**BRIEF:** Update the material below by replacing "whereabouts is" with "where is" throughout and keeping everything else the same. Leave the pictures out of your answer.

** Start DATA TO USE **

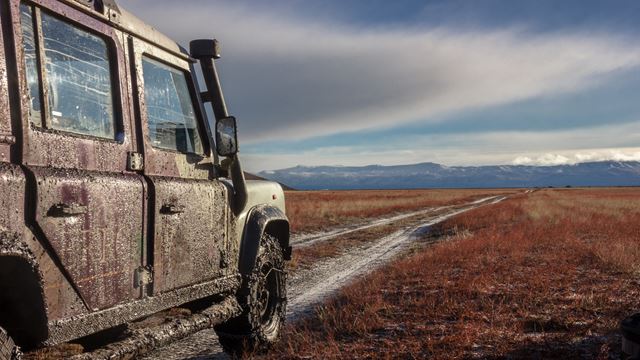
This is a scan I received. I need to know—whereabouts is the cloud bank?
[120,0,640,143]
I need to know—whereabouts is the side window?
[142,58,204,154]
[21,4,115,139]
[20,4,42,126]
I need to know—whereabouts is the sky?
[118,0,640,172]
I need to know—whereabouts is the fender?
[239,205,291,275]
[0,231,49,345]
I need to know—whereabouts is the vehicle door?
[131,39,228,294]
[10,0,145,310]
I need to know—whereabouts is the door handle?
[47,203,88,217]
[160,204,185,215]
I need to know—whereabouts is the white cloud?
[243,121,640,171]
[513,148,640,166]
[120,0,640,143]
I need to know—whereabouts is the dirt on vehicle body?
[0,0,290,359]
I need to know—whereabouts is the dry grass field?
[268,188,640,359]
[285,189,517,233]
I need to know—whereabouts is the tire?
[0,327,21,360]
[216,234,287,356]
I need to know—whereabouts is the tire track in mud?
[291,195,500,248]
[142,196,508,360]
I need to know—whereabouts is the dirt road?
[138,196,506,360]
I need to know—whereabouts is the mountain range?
[258,161,640,190]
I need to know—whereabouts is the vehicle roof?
[62,0,189,57]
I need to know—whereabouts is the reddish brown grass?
[269,189,640,359]
[285,189,520,232]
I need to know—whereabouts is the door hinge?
[127,152,144,171]
[133,266,153,288]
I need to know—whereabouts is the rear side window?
[21,4,115,139]
[142,58,204,154]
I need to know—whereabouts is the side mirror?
[216,116,238,157]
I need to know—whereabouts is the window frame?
[16,1,126,144]
[135,49,211,157]
[139,51,210,156]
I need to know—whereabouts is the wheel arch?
[239,205,291,275]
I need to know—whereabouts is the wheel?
[216,234,287,355]
[0,327,21,360]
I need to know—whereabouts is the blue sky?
[119,0,640,172]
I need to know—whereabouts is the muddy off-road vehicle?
[0,0,291,359]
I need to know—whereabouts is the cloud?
[243,121,640,171]
[513,149,640,166]
[115,0,640,143]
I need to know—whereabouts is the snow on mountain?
[258,161,640,190]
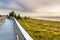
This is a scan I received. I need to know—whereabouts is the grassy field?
[17,18,60,40]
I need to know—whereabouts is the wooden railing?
[0,17,5,24]
[14,18,33,40]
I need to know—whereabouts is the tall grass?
[17,18,60,40]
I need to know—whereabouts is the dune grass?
[17,18,60,40]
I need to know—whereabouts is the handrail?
[14,18,33,40]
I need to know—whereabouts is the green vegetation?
[17,17,60,40]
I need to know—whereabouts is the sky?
[0,0,60,16]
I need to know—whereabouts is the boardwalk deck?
[0,19,16,40]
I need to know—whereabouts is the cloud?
[0,0,60,12]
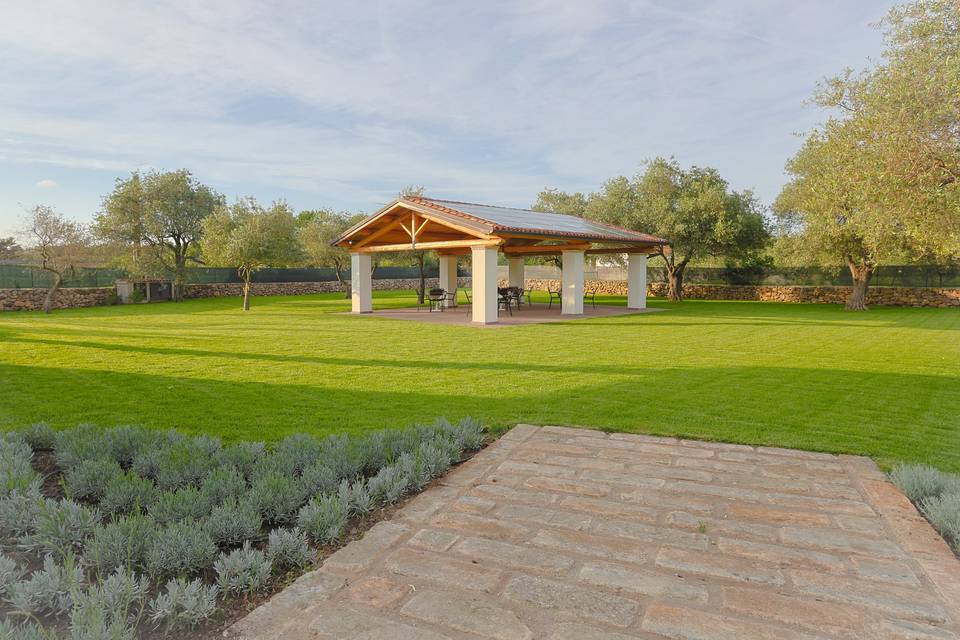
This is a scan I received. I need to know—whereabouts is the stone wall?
[0,287,113,311]
[0,278,960,311]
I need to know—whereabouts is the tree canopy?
[774,0,960,310]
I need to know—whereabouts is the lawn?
[0,292,960,471]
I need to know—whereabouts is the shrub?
[200,467,247,507]
[337,478,373,516]
[213,541,270,594]
[20,500,100,557]
[250,474,303,524]
[146,522,217,577]
[206,498,263,547]
[0,552,23,596]
[0,479,44,538]
[150,578,219,632]
[920,492,960,552]
[274,433,323,475]
[21,422,57,451]
[267,528,317,571]
[297,495,347,544]
[103,425,157,468]
[7,554,84,615]
[100,471,160,514]
[367,465,409,504]
[219,442,267,480]
[53,424,110,470]
[0,433,40,497]
[83,513,156,575]
[890,464,960,504]
[64,460,123,502]
[150,487,210,524]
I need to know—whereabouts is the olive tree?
[201,198,303,311]
[774,0,960,311]
[23,205,91,313]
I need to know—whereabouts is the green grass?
[0,292,960,471]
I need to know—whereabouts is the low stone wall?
[525,279,960,307]
[0,287,113,311]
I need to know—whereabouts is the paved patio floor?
[227,425,960,640]
[348,303,666,329]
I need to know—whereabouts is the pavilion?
[333,196,667,324]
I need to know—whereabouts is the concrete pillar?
[350,253,373,313]
[440,256,457,307]
[507,257,524,289]
[471,247,497,324]
[627,253,647,309]
[560,251,584,315]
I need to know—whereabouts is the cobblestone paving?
[226,425,960,640]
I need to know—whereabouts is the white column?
[470,247,497,324]
[350,253,373,313]
[627,253,647,309]
[440,256,457,307]
[560,251,583,315]
[507,256,523,289]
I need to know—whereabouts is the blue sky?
[0,0,892,235]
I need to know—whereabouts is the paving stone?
[504,576,640,627]
[453,538,573,573]
[781,527,903,558]
[594,520,710,549]
[717,537,847,573]
[310,607,450,640]
[656,547,784,585]
[493,504,591,531]
[400,591,534,640]
[641,603,818,640]
[559,496,660,524]
[549,622,639,640]
[346,576,413,609]
[577,562,707,603]
[524,476,610,496]
[323,522,410,575]
[407,529,460,551]
[530,529,648,564]
[721,587,873,637]
[790,570,947,622]
[385,549,500,591]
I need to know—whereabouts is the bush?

** End DATA TO USE **

**EXERCISE ANSWER:**
This is a scan I received. I need to know—where is the cloud bank?
[120,0,640,143]
I need to know—where is the side window?
[142,58,204,154]
[21,4,115,139]
[20,4,42,126]
I need to know—where is the sky?
[118,0,640,172]
I need to know—where is the fender?
[239,205,291,275]
[0,231,49,345]
I need to know—where is the vehicle door?
[131,39,228,294]
[10,0,145,310]
I need to know—where is the door handle?
[47,203,88,217]
[160,204,185,215]
I need to know—where is the white cloud?
[243,121,640,171]
[513,148,640,166]
[120,0,640,143]
I need to know—where is the dirt on vehicle body?
[0,0,290,359]
I need to know—where is the dry grass field?
[268,188,640,359]
[285,189,517,233]
I need to know—where is the tire?
[0,327,21,360]
[216,234,287,356]
I need to know—where is the tire track in mud?
[291,195,500,248]
[142,196,508,360]
I need to know—where is the dirt road?
[138,196,506,360]
I need to know—where is the mountain range?
[258,161,640,190]
I need to know—where is the vehicle roof?
[62,0,189,57]
I need to know—where is the reddish brown grass?
[269,189,640,359]
[285,189,520,232]
I need to know—where is the door hinge?
[127,152,144,171]
[133,266,153,288]
I need to know—where is the rear side window?
[21,4,115,139]
[142,58,204,154]
I need to know—where is the side mirror?
[216,116,238,157]
I need to know—where is the window frame?
[16,1,126,144]
[135,49,211,157]
[139,51,210,156]
I need to know—where is the wheel arch?
[239,205,291,275]
I need to know—where is the wheel?
[216,234,287,355]
[0,327,21,360]
I need to know—where is the blue sky?
[119,0,640,172]
I need to know—where is the muddy off-road vehicle?
[0,0,291,359]
I need to know—where is the cloud?
[243,121,640,171]
[513,149,640,166]
[115,0,640,143]
I need to know—where is the snow on mountain?
[258,161,640,190]
This is a scan I received. I need to know—where is the grassy field?
[17,18,60,40]
I need to know—where is the wooden railing?
[0,17,5,24]
[14,18,33,40]
I need to know—where is the tall grass?
[17,18,60,40]
I need to know—where is the dune grass?
[17,18,60,40]
I need to know—where is the handrail?
[14,18,33,40]
I need to know—where is the green vegetation?
[17,17,60,40]
I need to know—where is the sky?
[0,0,60,16]
I need to know—where is the boardwalk deck?
[0,19,16,40]
I need to know—where is the cloud?
[0,0,60,12]
This is a scan I received. I need to know—where is the stone wall?
[0,287,113,311]
[0,278,960,311]
I need to know—where is the tree canopy?
[774,0,960,310]
I need to know—where is the lawn?
[0,292,960,471]
I need to know—where is the shrub?
[200,467,247,507]
[337,478,373,516]
[213,541,270,594]
[20,500,100,557]
[250,474,303,524]
[146,522,217,577]
[206,498,263,547]
[0,552,23,596]
[0,479,44,538]
[150,578,219,632]
[920,492,960,552]
[274,433,323,475]
[21,422,57,451]
[267,528,317,571]
[297,495,347,544]
[103,425,157,468]
[7,554,84,615]
[100,471,160,514]
[367,465,409,504]
[219,442,267,480]
[53,424,110,470]
[0,433,40,497]
[83,513,156,575]
[890,464,960,504]
[64,460,123,502]
[150,487,210,524]
I need to know—where is the olive tree?
[201,198,303,311]
[774,0,960,311]
[23,205,91,313]
I need to know—where is the green grass?
[0,292,960,471]
I need to know—where is the low stone wall?
[525,279,960,307]
[0,287,113,311]
I need to know—where is the paved patio floor?
[227,425,960,640]
[348,303,666,329]
I need to know—where is the pavilion?
[333,196,667,324]
I need to know—where is the concrete pillar?
[350,253,373,313]
[440,256,457,307]
[507,257,524,289]
[471,247,497,324]
[627,253,647,309]
[560,251,584,315]
I need to know—where is the cobblestone paving?
[226,425,960,640]
I need to know—where is the white column?
[470,247,497,324]
[350,253,373,313]
[627,253,647,309]
[440,256,457,307]
[560,251,583,315]
[507,256,523,289]
I need to know—where is the blue sky?
[0,0,892,235]
I need to know—where is the paving stone?
[504,576,640,627]
[453,538,573,573]
[781,527,903,558]
[594,520,710,549]
[717,537,847,573]
[310,607,450,640]
[656,547,784,585]
[493,504,591,531]
[400,591,534,640]
[641,603,818,640]
[559,496,660,524]
[549,622,639,640]
[346,576,413,609]
[577,562,707,603]
[524,476,610,496]
[323,522,410,575]
[407,529,460,551]
[530,529,648,564]
[721,587,873,637]
[790,570,947,622]
[385,549,500,591]
I need to know—where is the bush?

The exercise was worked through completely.